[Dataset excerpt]
## START

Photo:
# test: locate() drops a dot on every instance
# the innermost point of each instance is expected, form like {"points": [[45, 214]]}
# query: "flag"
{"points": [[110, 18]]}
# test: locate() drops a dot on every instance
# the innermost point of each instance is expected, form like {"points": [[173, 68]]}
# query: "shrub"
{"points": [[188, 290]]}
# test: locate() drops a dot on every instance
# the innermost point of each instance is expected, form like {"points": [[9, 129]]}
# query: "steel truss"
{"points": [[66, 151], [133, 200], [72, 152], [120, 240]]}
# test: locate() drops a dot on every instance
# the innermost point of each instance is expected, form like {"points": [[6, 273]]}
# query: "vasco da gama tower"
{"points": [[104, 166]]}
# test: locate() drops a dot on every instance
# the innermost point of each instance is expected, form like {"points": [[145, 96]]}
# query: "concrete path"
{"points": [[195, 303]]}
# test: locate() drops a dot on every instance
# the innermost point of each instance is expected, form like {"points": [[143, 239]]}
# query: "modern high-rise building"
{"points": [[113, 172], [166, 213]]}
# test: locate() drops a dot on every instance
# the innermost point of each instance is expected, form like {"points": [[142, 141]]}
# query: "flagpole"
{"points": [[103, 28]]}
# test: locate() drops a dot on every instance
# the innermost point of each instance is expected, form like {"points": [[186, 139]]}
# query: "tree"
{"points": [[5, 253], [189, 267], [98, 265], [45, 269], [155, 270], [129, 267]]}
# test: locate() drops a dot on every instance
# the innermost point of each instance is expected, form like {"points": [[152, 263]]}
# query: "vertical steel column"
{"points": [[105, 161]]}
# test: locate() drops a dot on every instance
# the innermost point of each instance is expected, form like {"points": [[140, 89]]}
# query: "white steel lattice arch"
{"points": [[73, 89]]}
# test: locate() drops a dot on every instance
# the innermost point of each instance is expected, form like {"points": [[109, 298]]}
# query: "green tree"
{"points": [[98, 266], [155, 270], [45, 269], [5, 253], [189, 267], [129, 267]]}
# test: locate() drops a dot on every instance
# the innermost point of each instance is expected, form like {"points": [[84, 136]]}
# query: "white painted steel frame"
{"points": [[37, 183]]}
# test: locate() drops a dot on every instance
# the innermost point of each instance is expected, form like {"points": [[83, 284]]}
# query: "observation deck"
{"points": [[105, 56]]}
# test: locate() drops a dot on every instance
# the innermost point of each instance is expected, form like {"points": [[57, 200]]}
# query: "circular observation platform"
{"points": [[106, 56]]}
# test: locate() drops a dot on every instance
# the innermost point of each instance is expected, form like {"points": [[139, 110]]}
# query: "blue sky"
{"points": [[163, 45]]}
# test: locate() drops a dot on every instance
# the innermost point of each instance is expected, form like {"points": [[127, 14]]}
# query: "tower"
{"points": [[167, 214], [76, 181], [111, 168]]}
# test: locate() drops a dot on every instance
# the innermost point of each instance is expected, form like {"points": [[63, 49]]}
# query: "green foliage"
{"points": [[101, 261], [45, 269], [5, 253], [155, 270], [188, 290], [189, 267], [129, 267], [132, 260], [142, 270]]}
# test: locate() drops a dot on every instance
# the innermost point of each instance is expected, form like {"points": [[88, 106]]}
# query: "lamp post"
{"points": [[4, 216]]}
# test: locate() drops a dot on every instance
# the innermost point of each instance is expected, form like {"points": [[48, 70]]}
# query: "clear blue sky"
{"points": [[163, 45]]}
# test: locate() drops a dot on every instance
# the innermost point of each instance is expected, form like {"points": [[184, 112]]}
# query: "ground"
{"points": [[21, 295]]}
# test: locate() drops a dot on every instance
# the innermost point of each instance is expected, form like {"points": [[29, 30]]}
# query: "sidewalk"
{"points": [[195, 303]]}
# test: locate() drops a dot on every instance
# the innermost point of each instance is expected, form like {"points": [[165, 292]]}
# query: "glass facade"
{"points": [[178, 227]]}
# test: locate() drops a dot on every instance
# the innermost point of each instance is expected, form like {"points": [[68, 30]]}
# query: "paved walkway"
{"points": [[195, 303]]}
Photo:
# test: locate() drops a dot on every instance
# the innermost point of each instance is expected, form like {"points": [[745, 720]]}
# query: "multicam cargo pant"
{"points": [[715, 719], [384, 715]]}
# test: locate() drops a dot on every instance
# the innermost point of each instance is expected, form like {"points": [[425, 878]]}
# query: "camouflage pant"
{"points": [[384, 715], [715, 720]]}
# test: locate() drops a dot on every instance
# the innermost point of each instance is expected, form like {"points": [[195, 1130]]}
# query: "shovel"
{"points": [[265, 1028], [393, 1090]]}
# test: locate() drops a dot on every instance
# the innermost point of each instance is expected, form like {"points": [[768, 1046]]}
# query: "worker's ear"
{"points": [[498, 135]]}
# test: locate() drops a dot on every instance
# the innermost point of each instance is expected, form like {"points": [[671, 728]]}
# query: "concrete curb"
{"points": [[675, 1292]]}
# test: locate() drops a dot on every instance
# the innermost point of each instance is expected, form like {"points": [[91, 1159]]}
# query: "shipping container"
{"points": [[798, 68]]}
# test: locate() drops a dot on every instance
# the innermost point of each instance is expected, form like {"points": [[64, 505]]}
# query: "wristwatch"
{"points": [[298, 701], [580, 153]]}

## END

• What you should do: List every line in the dataset excerpt above that contains the word "green".

• Solved problem:
# query: "green tree"
# query: "green foliage"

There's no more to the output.